Task directions: Please copy everything from "Fig. 3. Engineered" down to "for GC recruitment." in the figure legend text, replacing "multiphase" with "layered".

Fig. 2. Impaired rRNA processing impacts rRNA flux and alters the nucleolar morphology.

a, Pre-rRNA processing was perturbed in MCF10A cells and analysed using 5eU–seq (processing) or 5eU imaging (flux and morphology). b, The normalized cleavage efficiency (treatment versus control; Methods) for 5′ ETS (1) or 3′ ETS (02) sites measured by 5eU–seq after treatment with 2 μM FVP (general processing inhibitor, purple), KD of SSU-processing factors (U3 snoRNA or FBL, red) or LSU-processing factors (RPL5 or U8 snoRNA, blue). P values were calculated using two-tailed t-tests; ***P = 0.0004, ****P < 0.0001. n = 12 (FVP), 8 (U3), 15 (FBL), 8 (RPL5) and 6 (U8) measurements. ND, not determined; NS, not significant; estimation of cleavage efficiency and statistical testing was not possible for FVP due to complete cleavage inhibition (Extended Data Fig. 3f). c, Representative images of 5eU-labelled RNA (white) in nucleoli (mTagBFP2–NPM1) after a 60 min chase in control and treated cells (top). Bottom, 5eU–GC (NPM1) correlation from 0–120 min. n ≥ 50 cells per timepoint per condition. Example images are provided in Extended Data Figs. 4e and 6. d, The average 18S and 28S rRNA 2′-O-methylation levels (ScoreC) over 0–90 min from 5eU–seq for controls (solid lines) and treatments (dashed). n = 101–208 measurements per timepoint. e, Representative images and schematics of GC (NPM1, blue), DFC (FBL, red) and FC (RPA194, green) (IF) for all conditions except FBL KD, where mTagBFP2–NPM1, NOP56–mCherry and RPA16–GFP are visualized. RPA194 puncta outside the nucleoli are immunostaining background, and were not observed in the fluorescence-tagged lines (Extended Data Fig. 5d,e). f, FC and DFC nucleolar rim enrichment in controls and perturbations (normalized to control). The violin plots show the median (solid line) and quartiles (dashed lines). Statistical analysis was performed using two-tailed Mann–Whitney U-tests; ****P < 0.0001. n = 1,116 (controls), 97 (FBL), 228 (RPL5), 153 (U3) and 105 (U8) cells. All scale bars, 3 μm. For c and d, data are mean ± s.e.m. Source data

Fig. 3. Engineered synthetic nucleoli in cells recapitulate normal multiphase architecture with the expression of the LSU precursors required for GC recruitment.

Data under study:
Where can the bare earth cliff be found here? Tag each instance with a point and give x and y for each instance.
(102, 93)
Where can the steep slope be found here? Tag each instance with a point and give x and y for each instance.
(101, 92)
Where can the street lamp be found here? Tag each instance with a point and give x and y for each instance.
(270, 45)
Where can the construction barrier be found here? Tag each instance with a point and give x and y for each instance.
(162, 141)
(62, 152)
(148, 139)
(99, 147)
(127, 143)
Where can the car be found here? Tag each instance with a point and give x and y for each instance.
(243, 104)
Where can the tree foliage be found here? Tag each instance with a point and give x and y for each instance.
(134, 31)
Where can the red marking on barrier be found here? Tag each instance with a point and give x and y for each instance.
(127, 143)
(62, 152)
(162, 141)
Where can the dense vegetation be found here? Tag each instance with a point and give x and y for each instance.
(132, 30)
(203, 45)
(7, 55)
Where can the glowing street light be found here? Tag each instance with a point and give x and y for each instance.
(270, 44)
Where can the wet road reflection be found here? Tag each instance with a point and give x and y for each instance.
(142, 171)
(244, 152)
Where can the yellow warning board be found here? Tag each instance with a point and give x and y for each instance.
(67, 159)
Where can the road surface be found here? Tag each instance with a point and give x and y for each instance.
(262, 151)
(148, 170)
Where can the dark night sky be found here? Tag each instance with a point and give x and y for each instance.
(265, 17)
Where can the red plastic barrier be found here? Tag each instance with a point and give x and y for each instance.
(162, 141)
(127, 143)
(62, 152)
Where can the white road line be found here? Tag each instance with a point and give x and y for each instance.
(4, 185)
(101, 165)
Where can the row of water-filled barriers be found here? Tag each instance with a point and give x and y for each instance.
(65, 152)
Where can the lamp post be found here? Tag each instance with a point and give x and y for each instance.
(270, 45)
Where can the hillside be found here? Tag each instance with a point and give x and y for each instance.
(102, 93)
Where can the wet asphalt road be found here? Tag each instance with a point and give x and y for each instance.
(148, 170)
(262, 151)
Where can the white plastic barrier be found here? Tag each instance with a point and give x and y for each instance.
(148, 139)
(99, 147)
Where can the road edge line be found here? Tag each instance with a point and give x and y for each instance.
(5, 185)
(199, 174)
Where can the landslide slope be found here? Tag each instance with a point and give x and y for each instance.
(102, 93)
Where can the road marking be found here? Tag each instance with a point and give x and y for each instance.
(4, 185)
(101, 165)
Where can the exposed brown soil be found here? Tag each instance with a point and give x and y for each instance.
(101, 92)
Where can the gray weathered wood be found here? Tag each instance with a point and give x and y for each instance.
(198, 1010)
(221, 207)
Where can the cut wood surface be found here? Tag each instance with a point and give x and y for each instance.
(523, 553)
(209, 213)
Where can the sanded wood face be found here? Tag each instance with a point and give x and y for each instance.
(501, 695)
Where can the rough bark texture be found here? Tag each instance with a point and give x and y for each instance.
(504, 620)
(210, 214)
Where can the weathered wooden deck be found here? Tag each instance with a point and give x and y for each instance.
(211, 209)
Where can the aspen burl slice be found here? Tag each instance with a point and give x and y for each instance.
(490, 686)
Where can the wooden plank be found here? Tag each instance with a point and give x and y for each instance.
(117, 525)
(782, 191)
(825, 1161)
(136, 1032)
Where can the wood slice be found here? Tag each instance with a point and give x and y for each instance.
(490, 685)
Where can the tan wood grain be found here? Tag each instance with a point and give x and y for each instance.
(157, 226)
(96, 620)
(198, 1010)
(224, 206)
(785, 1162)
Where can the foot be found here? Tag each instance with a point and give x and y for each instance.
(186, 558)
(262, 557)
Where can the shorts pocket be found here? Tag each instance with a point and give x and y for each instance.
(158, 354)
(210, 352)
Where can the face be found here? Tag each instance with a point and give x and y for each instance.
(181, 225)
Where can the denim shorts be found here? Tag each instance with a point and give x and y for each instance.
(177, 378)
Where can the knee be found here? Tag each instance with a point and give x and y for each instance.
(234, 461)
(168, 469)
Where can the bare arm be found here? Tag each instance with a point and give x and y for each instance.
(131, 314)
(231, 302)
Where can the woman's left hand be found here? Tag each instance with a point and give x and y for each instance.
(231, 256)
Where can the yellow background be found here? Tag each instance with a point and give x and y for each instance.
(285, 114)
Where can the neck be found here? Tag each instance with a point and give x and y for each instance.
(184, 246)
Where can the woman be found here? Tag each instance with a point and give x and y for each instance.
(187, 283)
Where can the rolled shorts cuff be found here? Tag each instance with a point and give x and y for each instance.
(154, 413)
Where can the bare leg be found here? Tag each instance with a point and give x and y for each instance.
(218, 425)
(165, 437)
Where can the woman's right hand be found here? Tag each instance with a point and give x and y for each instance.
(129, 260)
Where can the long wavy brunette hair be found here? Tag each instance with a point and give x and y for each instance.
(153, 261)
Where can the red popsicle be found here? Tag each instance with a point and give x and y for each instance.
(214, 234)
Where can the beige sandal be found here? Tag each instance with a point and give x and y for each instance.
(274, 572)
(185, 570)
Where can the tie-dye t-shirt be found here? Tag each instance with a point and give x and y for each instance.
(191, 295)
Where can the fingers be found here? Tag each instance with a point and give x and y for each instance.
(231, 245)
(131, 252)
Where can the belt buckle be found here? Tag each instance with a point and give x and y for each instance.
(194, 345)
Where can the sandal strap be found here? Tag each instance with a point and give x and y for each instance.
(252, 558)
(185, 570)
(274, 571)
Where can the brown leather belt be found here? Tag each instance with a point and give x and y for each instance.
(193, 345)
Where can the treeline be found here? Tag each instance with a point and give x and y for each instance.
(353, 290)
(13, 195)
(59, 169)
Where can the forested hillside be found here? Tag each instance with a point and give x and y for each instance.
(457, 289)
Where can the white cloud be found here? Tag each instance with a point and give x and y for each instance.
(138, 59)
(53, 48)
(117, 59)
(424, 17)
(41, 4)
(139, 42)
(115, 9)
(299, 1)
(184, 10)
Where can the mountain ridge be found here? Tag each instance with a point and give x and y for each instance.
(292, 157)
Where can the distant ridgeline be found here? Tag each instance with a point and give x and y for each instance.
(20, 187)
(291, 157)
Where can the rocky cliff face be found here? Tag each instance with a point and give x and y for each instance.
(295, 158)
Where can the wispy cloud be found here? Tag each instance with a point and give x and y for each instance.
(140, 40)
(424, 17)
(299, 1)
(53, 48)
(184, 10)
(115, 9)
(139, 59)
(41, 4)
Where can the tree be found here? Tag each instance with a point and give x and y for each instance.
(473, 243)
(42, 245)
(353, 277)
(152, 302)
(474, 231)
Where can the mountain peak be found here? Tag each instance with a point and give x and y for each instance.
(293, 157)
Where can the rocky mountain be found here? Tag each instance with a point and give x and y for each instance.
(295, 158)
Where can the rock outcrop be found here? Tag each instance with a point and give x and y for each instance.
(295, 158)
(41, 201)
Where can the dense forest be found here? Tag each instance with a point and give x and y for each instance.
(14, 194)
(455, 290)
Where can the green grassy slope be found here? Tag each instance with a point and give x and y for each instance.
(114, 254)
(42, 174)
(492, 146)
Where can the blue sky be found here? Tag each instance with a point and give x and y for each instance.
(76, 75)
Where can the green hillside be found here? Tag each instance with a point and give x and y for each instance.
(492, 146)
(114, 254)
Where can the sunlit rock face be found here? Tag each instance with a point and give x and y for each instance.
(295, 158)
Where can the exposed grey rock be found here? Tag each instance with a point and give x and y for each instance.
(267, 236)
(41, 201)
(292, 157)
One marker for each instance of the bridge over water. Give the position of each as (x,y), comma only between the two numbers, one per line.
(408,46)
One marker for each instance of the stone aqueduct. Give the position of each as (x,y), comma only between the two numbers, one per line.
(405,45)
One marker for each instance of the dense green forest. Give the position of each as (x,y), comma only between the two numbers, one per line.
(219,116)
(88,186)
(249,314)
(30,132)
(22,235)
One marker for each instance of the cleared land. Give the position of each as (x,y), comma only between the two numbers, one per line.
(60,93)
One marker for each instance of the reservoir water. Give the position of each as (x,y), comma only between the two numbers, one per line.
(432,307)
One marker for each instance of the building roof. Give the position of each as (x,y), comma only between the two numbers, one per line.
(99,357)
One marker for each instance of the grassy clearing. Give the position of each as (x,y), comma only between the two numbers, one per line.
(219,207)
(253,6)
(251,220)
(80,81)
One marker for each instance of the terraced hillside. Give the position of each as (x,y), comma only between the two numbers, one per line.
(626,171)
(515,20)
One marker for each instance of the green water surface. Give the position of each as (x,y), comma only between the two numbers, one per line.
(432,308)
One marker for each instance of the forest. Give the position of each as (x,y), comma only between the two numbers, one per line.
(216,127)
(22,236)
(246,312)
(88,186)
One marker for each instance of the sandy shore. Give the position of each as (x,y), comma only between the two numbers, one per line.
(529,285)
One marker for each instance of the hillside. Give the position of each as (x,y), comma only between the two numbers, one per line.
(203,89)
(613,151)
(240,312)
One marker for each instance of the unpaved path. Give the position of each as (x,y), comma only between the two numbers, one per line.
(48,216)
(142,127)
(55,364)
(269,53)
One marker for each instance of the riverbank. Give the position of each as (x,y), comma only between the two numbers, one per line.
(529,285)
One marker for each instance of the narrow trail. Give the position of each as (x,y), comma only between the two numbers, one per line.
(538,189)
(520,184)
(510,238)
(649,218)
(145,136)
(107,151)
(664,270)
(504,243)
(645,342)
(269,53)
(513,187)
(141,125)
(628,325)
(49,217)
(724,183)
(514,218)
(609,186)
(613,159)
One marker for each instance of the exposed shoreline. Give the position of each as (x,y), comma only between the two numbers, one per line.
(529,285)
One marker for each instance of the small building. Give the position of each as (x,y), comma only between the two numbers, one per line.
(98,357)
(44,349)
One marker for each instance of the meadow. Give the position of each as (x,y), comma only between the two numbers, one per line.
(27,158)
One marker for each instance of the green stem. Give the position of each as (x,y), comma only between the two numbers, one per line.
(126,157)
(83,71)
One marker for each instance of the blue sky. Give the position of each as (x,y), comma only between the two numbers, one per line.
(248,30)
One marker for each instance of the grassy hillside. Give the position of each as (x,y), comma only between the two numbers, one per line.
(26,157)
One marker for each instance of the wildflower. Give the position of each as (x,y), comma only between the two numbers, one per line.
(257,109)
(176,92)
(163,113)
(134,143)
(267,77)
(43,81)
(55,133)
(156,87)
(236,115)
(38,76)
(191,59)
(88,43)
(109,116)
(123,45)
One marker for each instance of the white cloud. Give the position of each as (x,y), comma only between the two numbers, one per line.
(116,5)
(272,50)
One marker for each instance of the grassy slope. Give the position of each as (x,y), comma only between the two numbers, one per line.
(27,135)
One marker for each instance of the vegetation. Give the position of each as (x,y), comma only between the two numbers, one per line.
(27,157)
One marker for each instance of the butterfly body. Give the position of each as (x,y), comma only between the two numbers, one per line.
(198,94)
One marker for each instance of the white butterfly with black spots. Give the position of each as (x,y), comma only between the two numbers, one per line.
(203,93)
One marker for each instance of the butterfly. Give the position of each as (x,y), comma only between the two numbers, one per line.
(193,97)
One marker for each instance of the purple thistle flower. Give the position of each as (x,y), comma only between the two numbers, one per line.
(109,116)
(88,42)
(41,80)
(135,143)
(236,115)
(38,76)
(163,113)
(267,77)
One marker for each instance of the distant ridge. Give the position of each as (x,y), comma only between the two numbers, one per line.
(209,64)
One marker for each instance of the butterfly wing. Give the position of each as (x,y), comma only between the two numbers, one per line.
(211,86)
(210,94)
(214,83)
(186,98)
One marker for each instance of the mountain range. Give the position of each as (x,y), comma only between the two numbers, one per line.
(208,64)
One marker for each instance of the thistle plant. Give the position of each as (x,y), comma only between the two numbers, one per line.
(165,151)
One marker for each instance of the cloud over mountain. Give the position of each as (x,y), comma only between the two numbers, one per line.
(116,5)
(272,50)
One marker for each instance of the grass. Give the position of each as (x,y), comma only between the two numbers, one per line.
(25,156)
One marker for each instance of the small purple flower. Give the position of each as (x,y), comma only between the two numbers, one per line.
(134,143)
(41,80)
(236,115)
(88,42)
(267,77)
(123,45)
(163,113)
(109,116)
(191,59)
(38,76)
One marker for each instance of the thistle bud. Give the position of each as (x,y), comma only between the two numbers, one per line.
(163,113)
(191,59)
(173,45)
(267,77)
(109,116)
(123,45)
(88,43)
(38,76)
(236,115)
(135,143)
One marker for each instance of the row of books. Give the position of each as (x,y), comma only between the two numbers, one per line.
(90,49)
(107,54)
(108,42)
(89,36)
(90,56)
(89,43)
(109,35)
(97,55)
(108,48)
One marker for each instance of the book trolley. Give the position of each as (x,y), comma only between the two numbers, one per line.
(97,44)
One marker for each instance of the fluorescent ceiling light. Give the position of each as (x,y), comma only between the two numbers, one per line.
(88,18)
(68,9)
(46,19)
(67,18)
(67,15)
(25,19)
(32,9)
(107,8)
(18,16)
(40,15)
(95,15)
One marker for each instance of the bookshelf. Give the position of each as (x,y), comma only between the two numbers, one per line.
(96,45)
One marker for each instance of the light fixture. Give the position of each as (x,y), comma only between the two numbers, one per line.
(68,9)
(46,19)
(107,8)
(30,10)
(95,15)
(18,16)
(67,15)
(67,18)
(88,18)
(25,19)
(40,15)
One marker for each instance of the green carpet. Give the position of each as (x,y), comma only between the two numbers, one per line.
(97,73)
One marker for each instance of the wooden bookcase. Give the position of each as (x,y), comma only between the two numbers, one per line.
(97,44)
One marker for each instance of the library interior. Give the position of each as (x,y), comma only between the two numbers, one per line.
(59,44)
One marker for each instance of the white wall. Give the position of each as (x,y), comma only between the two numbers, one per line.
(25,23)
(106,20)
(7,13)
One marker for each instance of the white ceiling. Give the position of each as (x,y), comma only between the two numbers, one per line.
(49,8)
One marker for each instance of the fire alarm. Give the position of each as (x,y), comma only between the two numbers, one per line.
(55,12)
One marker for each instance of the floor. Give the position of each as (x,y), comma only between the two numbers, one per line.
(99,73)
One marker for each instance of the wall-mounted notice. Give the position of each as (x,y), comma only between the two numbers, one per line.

Your solution:
Fig. 3. Engineered synthetic nucleoli in cells recapitulate normal layered architecture with the expression of the LSU precursors required for GC recruitment.